***** Blocco di testo

L’entrata di tutti i grandi parchi è a pagamento, sempre intorno ai 30 dollari a macchina. Era un’informazione che non avevo raccolto prima di partire, altrimenti avrei fatto senza dubbio la tessera da 80 dollari che ti permette di entrare in tutti i parchi nazionali degli States (tranne la Monument Valley che si trova all’interno della riserva ed è gestita esclusivamente dai Navajo). In ogni caso, il biglietto di entrata è valido per una settimana, quindi ti permette di visitare il Parco con comodità. Rispetto a come ce lo ricordavamo 25 anni fa è molto cambiato: non certo nei panorami mozzafiato, ma nelle strutture di accoglienza. Oltre alla possibilità di girare con la propria macchina ora c’è un comodissimo servizio navetta, che ti porta in tutti gli affacci più importanti con una frequenza da fare invidia alla metropolitana di Roma: durante le ore diurne ogni quarto d’ora i pullman delle navette ti portano da un punto all’altro come fossero appunto stazioni della metro. I vari affacci sono raggiungibili anche a piedi, lungo un sentiero per la maggior parte dei tratti anche asfaltato.

Certo, la cosa più bella sarebbe scendere da uno dei diversi sentieri che si avventurano all’interno del Canyon ed arrivano al fondo valle, lungo il corso del fiume Colorado che nei millenni ha scavato le rocce formando questo scenario da sogno. Per percorrerlo tutto fino al fiume ci voglio tra le 10 e le 12 ore, ma arrivati ad un certo punto ci sono dei rifugi che – prenotando per tempo – danno la possibilità di dormire gratuitamente, per poter quindi risalire il giorno successivo. Ovviamente sono sentieri impegnativi, che non avevamo né il tempo, né la voglia di percorrere:  ci siamo limitati a scendere per un tratto, così per farci un’idea e toglierci anche questa curiosità.

Se ci si limita al percorso lungo il Rim, una giornata e mezza sono sufficienti. Il primo giorno abbiamo utilizzato la nostra macchina, per percorrere i 40 chilometri di affacci che vanno dal campo base alla Torre indiana (ricostruita negli anni 30 del secolo scorso). Nella mattinata del secondo giorno invece, con le navette (in questo tratto la circolazione dei veicoli privati è interdetta nei mesi estivi) abbiamo visitato la parte ad ovest del campo base, fino all’ultimo affaccio, Hermits Rest.

**********

== Compiti da svolgere ==
#1 Modifica il testo sul Canyon in tutto il tratto da "Se ci si limita" giù fino a "affaccio, Hermits Rest.", mettendo "auto" al posto di "macchina".
#2 Secondo il testo sul Canyon, per quanto tempo è valido il biglietto di entrata?
#3 Riassumi il testo sul Canyon in due frasi.

***** Dati

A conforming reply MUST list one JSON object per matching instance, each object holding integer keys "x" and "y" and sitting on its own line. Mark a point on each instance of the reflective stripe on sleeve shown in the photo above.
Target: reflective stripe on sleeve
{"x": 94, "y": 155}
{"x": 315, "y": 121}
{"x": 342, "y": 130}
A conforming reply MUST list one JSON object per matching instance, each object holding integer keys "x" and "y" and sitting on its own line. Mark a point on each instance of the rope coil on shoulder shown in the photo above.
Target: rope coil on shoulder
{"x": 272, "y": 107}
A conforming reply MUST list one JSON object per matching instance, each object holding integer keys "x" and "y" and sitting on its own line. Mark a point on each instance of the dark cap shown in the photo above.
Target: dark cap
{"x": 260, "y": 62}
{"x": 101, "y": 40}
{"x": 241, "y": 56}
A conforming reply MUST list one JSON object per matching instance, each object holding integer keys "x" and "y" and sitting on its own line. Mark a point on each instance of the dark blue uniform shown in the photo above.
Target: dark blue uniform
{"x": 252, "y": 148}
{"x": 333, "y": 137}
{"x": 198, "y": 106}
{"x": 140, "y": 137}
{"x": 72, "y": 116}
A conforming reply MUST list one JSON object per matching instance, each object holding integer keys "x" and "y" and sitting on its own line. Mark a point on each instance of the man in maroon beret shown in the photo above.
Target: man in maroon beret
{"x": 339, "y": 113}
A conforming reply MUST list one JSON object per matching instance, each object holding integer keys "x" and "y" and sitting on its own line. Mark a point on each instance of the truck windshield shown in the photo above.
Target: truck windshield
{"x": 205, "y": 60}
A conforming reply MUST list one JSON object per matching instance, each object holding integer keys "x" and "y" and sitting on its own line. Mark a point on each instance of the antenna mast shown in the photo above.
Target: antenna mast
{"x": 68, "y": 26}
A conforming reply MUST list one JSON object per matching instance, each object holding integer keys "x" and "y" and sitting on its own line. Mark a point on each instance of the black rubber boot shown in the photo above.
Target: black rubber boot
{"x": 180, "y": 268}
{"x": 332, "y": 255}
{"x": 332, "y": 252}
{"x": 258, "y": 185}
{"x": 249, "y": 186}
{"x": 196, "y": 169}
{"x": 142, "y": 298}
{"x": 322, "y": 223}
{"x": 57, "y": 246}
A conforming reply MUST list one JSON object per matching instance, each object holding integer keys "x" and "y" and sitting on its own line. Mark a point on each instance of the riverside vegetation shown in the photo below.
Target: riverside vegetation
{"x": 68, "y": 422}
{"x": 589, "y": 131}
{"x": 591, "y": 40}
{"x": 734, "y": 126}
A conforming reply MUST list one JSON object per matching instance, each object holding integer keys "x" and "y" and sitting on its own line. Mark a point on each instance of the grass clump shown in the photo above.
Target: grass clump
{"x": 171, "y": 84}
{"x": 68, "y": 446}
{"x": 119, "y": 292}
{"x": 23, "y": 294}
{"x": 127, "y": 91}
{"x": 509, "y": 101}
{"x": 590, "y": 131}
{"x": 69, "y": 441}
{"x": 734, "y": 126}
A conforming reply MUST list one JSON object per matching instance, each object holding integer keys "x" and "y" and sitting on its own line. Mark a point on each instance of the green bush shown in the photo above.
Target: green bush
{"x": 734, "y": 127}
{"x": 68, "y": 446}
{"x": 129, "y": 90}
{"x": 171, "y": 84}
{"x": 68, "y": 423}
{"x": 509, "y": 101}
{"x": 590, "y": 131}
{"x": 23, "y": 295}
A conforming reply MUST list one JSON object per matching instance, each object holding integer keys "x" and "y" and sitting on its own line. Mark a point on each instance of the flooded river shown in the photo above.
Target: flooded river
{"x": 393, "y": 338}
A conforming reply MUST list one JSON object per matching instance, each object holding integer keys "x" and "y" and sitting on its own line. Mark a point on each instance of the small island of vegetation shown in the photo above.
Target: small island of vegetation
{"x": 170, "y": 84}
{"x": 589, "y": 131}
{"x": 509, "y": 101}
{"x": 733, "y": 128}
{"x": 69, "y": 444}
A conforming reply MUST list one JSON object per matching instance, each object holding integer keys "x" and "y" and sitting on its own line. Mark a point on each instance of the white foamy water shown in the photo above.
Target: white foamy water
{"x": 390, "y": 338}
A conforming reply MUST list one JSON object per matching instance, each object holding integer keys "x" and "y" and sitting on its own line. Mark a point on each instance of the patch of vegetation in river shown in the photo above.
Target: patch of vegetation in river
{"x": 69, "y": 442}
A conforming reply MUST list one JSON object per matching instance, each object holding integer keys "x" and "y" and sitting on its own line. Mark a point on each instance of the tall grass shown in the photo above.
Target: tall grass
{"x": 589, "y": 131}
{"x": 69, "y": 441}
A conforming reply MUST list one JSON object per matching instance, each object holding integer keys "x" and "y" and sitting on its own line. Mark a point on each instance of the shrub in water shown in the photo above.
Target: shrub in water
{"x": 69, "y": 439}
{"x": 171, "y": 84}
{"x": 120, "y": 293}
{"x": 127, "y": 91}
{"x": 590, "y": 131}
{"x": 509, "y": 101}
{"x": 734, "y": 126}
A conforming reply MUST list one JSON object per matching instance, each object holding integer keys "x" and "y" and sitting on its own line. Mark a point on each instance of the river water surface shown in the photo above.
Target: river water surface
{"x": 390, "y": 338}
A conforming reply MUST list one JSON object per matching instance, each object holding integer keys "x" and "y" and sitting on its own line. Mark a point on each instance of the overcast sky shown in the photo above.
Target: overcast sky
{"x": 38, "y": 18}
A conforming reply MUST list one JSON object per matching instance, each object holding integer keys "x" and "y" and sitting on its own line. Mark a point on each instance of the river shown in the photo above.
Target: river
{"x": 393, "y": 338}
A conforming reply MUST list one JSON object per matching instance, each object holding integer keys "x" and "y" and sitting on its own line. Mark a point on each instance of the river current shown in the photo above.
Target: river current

**********

== Le soluzioni ==
#1
Se ci si limita al percorso lungo il Rim, una giornata e mezza sono sufficienti. Il primo giorno abbiamo utilizzato la nostra auto, per percorrere i 40 chilometri di affacci che vanno dal campo base alla Torre indiana (ricostruita negli anni 30 del secolo scorso). Nella mattinata del secondo giorno invece, con le navette (in questo tratto la circolazione dei veicoli privati è interdetta nei mesi estivi) abbiamo visitato la parte ad ovest del campo base, fino all’ultimo affaccio, Hermits Rest.

#2 Una settimana.

#3 L'ingresso ai grandi parchi costa circa 30 dollari a macchina e il biglietto vale una settimana; oltre alla propria auto si può usare una navetta che passa ogni quarto d'ora e porta agli affacci principali, raggiungibili anche a piedi. I sentieri che scendono fino al fiume Colorado sono impegnativi e chi scrive ne ha percorso solo un tratto, mentre per il percorso lungo il Rim basta una giornata e mezza, visitata in parte in macchina e in parte con le navette.